— Aim of the task —
Please copy every one of the items below word for word, keeping each line unchanged and in the same order.

-- Start of Data shown --

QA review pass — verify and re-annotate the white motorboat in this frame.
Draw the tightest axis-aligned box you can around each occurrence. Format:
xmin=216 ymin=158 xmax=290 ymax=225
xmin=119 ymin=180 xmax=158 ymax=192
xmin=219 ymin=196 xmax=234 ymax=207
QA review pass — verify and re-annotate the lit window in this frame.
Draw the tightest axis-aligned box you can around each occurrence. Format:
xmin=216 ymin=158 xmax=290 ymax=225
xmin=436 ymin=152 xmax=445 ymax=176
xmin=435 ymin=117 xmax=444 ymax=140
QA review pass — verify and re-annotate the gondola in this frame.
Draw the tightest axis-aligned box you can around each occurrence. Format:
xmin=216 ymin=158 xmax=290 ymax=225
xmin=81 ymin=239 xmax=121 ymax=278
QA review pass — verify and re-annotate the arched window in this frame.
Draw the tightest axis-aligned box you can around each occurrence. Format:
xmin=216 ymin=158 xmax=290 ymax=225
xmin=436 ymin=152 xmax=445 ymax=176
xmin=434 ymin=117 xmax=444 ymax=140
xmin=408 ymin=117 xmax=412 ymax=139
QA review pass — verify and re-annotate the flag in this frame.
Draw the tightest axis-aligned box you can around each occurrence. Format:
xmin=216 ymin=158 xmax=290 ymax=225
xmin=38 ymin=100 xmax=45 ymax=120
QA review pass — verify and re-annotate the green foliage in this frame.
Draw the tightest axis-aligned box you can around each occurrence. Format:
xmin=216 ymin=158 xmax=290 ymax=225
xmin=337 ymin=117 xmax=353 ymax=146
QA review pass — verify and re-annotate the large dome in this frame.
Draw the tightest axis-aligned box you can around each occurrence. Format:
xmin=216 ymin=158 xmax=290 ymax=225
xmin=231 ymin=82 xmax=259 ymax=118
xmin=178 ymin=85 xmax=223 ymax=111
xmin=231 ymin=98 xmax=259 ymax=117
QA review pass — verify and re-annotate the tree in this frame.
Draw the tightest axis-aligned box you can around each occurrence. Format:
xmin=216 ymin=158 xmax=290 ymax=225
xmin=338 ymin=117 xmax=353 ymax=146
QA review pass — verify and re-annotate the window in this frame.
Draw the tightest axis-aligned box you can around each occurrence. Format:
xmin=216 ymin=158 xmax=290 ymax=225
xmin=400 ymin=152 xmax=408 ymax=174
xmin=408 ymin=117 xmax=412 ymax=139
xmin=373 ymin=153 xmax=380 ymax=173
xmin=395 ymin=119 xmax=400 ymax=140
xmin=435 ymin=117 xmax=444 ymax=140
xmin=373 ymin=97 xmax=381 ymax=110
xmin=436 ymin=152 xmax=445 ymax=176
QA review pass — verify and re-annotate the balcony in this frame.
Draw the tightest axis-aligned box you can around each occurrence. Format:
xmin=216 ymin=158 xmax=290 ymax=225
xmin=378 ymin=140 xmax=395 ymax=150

-- End of Data shown --

— Task result —
QA review pass — verify and re-annotate the white motorboat in this frame.
Draw the tightest axis-aligned box you can around each occurrence. Format:
xmin=216 ymin=158 xmax=290 ymax=225
xmin=119 ymin=180 xmax=158 ymax=192
xmin=219 ymin=196 xmax=234 ymax=207
QA review pass — verify and re-annotate the lit window in this frame.
Draw the tightest axis-aligned box you can around each occurrence. Format:
xmin=216 ymin=158 xmax=290 ymax=225
xmin=436 ymin=152 xmax=445 ymax=176
xmin=435 ymin=117 xmax=444 ymax=140
QA review pass — verify and re-annotate the gondola in this frame.
Draw the tightest axis-aligned box you can around each occurrence. Format:
xmin=216 ymin=158 xmax=290 ymax=225
xmin=81 ymin=239 xmax=121 ymax=278
QA review pass — verify and re-annotate the arched window in this frame.
Draw the tightest axis-aligned box you can around each occurrence. Format:
xmin=216 ymin=158 xmax=290 ymax=225
xmin=436 ymin=152 xmax=445 ymax=176
xmin=434 ymin=117 xmax=444 ymax=140
xmin=408 ymin=117 xmax=412 ymax=139
QA review pass — verify and re-annotate the flag in this frame.
Draw the tightest axis-aligned box you can around each occurrence. Format:
xmin=216 ymin=158 xmax=290 ymax=225
xmin=38 ymin=100 xmax=45 ymax=120
QA review pass — verify and re-annotate the green foliage in this frame.
Draw the tightest axis-aligned box you can around each occurrence. Format:
xmin=216 ymin=158 xmax=290 ymax=225
xmin=337 ymin=117 xmax=353 ymax=146
QA review pass — verify and re-annotate the large dome in this frame.
Draw the tightest axis-aligned box you can around each occurrence. Format:
xmin=216 ymin=158 xmax=290 ymax=225
xmin=231 ymin=82 xmax=259 ymax=118
xmin=178 ymin=85 xmax=223 ymax=111
xmin=231 ymin=98 xmax=259 ymax=117
QA review pass — verify and re-annotate the tree in this frame.
Draw the tightest axis-aligned box you can around each occurrence. Format:
xmin=216 ymin=158 xmax=290 ymax=225
xmin=338 ymin=117 xmax=353 ymax=146
QA review pass — verify and re-annotate the window in this frame.
Draw the tightest axis-aligned box you can around each occurrence. Format:
xmin=216 ymin=158 xmax=290 ymax=225
xmin=400 ymin=152 xmax=408 ymax=174
xmin=408 ymin=117 xmax=412 ymax=139
xmin=373 ymin=153 xmax=380 ymax=173
xmin=395 ymin=119 xmax=400 ymax=140
xmin=435 ymin=117 xmax=444 ymax=140
xmin=373 ymin=97 xmax=381 ymax=110
xmin=436 ymin=152 xmax=445 ymax=176
QA review pass — verify and re-annotate the balcony in this frame.
Draw the tightest axis-aligned box you can around each occurrence. Format:
xmin=216 ymin=158 xmax=290 ymax=225
xmin=378 ymin=140 xmax=395 ymax=150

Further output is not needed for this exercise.